Instructions to follow -
Search the records for the word "porch" and report each line that has it.

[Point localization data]
%%

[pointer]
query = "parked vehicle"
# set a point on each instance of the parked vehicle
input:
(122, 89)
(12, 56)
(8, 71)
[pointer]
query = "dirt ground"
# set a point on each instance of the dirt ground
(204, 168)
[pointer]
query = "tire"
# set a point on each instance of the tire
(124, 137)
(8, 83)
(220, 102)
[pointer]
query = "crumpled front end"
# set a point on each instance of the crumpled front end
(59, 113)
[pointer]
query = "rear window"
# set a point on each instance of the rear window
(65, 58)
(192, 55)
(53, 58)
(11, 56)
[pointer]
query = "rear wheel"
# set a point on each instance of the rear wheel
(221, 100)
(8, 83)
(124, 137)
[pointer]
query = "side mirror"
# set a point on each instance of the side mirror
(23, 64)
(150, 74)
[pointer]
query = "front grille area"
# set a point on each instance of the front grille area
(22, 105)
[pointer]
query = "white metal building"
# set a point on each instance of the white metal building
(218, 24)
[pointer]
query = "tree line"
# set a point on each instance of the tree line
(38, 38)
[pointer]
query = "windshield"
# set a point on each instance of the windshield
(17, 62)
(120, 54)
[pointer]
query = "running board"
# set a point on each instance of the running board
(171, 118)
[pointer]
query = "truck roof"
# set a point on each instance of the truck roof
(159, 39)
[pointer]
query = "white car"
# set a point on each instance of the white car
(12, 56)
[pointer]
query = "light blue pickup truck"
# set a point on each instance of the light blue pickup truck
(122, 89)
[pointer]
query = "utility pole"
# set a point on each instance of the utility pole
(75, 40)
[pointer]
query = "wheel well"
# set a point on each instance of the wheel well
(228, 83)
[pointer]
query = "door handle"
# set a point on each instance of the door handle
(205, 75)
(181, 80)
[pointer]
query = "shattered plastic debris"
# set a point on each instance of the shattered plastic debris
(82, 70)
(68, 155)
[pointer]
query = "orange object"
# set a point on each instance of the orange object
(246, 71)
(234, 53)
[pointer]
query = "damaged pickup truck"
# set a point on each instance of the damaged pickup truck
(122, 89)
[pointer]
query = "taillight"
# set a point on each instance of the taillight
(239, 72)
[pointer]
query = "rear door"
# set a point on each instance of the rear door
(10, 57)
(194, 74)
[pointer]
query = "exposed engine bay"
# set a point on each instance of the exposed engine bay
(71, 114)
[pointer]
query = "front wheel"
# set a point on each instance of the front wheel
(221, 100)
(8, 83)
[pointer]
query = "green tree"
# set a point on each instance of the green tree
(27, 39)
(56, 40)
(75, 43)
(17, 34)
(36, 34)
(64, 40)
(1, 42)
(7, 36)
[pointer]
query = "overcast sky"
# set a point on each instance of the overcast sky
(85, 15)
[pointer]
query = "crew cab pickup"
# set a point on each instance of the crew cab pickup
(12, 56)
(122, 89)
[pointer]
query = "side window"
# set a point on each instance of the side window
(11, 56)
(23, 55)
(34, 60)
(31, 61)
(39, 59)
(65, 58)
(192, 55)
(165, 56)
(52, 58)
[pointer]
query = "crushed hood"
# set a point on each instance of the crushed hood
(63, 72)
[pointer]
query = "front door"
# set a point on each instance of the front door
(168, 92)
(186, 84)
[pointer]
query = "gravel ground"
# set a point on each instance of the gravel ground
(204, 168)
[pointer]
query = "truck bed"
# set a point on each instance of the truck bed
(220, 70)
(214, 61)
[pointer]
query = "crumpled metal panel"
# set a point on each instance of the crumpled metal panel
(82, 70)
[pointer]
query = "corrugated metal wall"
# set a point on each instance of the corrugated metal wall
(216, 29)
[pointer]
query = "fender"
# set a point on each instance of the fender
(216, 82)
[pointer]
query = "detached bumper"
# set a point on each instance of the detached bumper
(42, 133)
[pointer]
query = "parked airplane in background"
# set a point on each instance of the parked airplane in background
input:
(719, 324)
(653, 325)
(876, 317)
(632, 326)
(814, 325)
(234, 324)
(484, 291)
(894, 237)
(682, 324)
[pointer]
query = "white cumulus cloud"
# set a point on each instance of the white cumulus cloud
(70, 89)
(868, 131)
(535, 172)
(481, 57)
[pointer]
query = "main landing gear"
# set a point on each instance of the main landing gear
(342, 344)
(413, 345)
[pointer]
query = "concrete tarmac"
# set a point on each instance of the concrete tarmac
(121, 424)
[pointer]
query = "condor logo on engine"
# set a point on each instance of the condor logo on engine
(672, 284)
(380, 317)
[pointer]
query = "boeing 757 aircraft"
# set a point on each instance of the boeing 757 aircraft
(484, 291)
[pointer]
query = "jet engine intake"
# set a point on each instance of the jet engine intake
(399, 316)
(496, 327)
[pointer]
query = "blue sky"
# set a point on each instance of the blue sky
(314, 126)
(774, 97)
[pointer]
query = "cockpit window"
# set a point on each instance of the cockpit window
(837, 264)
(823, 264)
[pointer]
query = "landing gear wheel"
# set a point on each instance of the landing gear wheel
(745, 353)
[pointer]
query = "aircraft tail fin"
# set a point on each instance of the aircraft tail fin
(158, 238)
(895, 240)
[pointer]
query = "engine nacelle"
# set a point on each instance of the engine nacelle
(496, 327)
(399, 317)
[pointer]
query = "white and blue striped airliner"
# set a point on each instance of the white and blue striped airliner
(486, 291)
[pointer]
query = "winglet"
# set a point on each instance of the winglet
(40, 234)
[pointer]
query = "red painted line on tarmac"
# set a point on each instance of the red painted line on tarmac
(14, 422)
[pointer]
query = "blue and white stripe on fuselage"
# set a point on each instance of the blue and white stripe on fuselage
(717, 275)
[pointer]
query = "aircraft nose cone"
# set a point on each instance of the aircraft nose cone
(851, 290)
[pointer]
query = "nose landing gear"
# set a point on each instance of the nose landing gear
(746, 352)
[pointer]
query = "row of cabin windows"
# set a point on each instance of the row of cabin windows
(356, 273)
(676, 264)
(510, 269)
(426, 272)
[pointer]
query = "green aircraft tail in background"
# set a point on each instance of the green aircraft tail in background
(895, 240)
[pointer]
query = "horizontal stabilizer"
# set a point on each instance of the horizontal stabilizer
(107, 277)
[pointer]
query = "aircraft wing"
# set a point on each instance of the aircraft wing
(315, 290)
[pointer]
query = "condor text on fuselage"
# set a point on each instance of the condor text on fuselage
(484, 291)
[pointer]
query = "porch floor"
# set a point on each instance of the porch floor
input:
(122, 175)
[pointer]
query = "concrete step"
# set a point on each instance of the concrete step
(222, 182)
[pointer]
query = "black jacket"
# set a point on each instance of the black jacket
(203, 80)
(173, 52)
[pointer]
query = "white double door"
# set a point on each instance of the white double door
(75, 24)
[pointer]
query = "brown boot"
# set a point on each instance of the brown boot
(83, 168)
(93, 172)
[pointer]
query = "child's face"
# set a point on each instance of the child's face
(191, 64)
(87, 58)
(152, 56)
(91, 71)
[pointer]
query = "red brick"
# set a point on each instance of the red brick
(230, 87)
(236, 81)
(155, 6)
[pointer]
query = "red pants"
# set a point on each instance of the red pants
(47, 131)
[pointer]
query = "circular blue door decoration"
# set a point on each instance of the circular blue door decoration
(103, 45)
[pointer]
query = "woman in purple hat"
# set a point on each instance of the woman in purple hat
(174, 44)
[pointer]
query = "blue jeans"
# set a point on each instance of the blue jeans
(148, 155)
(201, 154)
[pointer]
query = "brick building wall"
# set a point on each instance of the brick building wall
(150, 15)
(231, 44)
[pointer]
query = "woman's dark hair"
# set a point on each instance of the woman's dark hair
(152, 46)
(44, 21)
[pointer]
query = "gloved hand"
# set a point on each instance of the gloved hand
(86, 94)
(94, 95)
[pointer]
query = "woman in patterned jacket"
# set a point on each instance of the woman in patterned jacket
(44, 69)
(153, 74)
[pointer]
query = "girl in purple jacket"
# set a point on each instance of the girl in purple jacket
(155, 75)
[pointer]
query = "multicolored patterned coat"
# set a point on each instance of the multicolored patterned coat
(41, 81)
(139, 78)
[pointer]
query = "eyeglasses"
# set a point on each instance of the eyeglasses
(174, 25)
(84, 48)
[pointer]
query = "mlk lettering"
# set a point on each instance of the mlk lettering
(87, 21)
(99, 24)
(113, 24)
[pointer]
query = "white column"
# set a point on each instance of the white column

%%
%%

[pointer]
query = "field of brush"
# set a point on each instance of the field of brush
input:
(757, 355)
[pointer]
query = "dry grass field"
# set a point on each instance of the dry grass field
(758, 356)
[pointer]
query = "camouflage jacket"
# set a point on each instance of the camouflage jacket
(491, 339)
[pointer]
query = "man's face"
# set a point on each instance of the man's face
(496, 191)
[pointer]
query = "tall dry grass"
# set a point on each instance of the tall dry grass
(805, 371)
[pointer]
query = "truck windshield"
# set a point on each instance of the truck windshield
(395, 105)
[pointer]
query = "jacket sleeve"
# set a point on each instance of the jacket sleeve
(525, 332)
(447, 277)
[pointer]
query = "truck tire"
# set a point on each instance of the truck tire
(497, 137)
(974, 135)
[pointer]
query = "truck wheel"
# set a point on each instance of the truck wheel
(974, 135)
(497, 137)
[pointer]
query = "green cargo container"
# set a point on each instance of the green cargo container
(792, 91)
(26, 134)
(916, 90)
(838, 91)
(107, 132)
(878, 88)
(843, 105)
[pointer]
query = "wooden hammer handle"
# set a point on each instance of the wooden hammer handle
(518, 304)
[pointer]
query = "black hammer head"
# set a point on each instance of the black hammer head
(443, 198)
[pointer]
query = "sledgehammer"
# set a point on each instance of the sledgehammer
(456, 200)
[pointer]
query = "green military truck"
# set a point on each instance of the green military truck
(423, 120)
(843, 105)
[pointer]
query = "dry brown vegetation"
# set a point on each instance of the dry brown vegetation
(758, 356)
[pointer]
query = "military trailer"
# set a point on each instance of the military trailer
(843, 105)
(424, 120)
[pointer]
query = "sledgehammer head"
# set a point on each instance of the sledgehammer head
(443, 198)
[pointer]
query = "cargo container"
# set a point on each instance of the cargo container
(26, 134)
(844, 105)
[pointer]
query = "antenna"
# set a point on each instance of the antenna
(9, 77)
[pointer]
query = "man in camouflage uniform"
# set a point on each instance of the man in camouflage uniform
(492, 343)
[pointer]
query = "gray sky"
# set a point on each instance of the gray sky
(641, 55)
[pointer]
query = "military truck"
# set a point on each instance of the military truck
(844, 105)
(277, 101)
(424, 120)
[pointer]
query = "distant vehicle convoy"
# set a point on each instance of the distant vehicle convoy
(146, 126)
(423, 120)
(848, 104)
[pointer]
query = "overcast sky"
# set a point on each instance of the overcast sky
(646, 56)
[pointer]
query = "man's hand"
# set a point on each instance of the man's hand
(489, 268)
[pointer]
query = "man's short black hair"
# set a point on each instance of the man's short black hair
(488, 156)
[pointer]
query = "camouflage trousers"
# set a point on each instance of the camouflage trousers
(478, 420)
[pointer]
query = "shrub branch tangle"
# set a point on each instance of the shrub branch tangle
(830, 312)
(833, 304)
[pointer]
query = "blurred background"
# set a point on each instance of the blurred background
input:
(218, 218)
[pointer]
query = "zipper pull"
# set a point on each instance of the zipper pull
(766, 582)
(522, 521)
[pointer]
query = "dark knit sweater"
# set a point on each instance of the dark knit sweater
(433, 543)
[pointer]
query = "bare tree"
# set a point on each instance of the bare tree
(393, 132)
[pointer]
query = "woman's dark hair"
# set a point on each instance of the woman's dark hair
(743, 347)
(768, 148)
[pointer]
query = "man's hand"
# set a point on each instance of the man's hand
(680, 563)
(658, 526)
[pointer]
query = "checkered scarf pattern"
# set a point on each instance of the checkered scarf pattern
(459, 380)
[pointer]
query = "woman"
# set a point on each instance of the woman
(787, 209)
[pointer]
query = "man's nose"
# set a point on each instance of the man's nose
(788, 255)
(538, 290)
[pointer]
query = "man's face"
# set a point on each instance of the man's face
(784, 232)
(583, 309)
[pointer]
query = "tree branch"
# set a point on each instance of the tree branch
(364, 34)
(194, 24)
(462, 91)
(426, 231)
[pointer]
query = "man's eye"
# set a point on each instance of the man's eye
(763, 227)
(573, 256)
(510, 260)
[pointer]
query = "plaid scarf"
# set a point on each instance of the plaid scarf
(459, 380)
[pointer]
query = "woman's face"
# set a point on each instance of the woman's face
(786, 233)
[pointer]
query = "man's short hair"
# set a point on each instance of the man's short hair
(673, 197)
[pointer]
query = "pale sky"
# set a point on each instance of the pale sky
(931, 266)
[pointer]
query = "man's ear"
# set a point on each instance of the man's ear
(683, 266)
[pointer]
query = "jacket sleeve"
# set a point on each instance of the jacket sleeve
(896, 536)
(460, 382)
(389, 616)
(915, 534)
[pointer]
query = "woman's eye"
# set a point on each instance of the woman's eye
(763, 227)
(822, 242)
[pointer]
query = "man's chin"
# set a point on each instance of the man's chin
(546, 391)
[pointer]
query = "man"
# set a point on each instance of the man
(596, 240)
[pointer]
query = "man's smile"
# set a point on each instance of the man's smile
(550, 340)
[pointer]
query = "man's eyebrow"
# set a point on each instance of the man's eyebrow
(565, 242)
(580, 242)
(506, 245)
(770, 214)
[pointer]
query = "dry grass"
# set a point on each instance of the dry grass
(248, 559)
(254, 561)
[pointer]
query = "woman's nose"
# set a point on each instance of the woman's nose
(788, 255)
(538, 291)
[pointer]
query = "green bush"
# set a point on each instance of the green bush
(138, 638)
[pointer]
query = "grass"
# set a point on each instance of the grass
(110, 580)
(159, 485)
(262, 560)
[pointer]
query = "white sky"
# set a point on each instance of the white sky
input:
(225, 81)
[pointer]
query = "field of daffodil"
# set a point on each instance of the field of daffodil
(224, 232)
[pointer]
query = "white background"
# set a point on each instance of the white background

%%
%%

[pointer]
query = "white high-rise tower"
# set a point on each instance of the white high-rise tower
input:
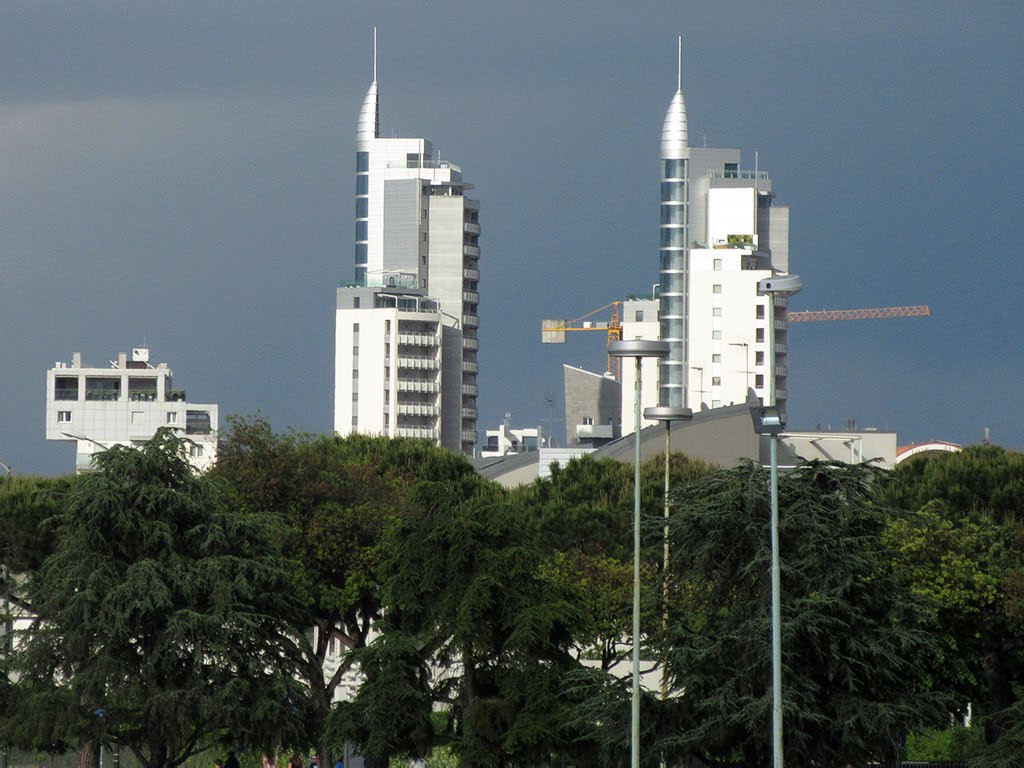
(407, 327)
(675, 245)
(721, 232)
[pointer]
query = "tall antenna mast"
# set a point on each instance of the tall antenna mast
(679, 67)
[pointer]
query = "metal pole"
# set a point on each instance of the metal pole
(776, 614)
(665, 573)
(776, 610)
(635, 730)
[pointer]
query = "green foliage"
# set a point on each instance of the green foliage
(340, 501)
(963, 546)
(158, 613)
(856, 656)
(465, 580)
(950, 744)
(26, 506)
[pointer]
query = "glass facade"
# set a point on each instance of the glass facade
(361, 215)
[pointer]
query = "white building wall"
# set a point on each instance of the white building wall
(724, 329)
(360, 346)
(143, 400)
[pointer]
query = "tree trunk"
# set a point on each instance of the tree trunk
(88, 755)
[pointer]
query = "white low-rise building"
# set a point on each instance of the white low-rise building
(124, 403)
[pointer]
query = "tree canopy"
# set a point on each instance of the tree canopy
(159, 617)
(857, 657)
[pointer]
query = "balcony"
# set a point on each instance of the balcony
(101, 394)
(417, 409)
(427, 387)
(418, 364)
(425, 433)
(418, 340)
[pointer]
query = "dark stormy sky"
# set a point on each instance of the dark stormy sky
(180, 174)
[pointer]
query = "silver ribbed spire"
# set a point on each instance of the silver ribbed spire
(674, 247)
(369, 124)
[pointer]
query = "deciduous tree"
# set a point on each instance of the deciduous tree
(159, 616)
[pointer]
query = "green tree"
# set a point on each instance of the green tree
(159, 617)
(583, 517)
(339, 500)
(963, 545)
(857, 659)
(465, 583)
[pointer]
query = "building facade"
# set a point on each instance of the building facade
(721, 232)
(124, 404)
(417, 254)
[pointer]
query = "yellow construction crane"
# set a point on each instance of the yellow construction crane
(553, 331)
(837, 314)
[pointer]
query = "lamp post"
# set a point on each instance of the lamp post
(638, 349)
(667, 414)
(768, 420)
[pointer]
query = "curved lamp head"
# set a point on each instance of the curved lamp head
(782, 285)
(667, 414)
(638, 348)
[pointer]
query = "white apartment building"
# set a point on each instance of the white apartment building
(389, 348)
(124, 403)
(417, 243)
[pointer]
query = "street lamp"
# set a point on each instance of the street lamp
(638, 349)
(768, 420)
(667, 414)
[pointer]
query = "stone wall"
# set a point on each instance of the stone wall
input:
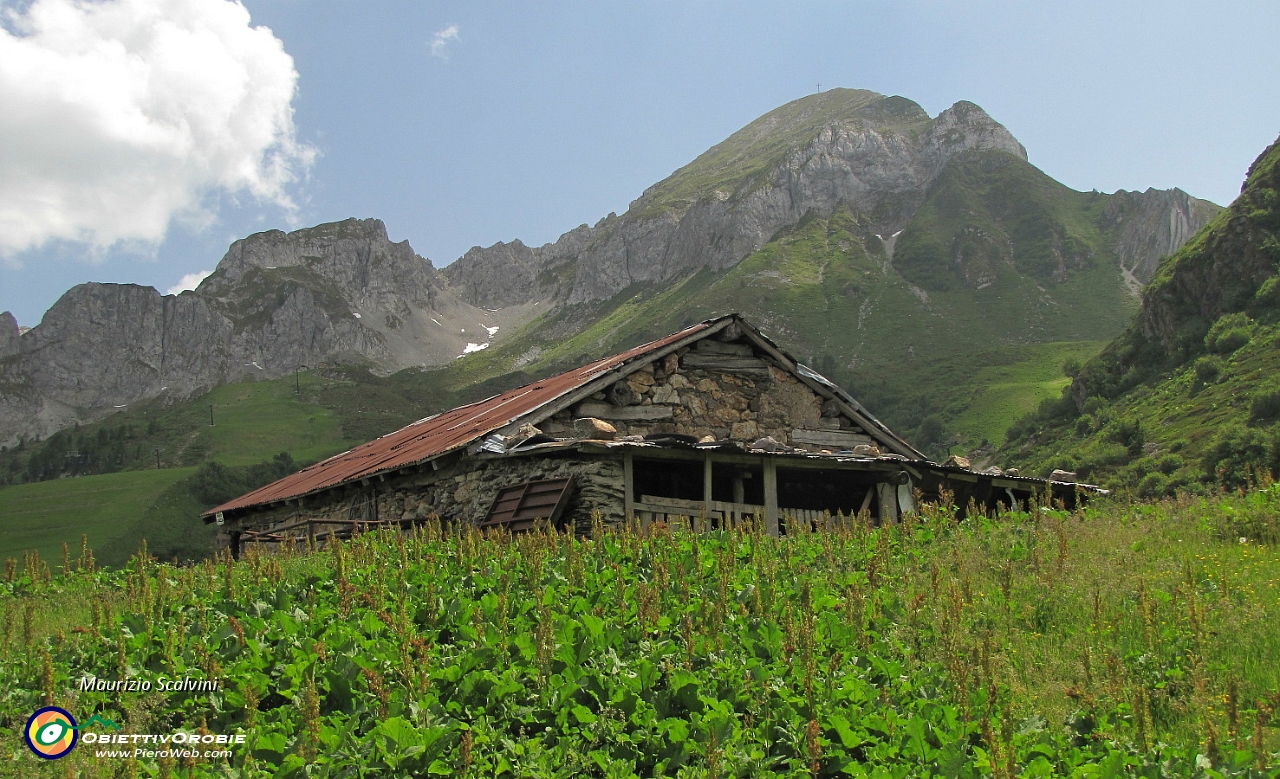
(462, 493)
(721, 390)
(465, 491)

%%

Written solution -
query = "porch floor"
# set a point on each instance of the porch floor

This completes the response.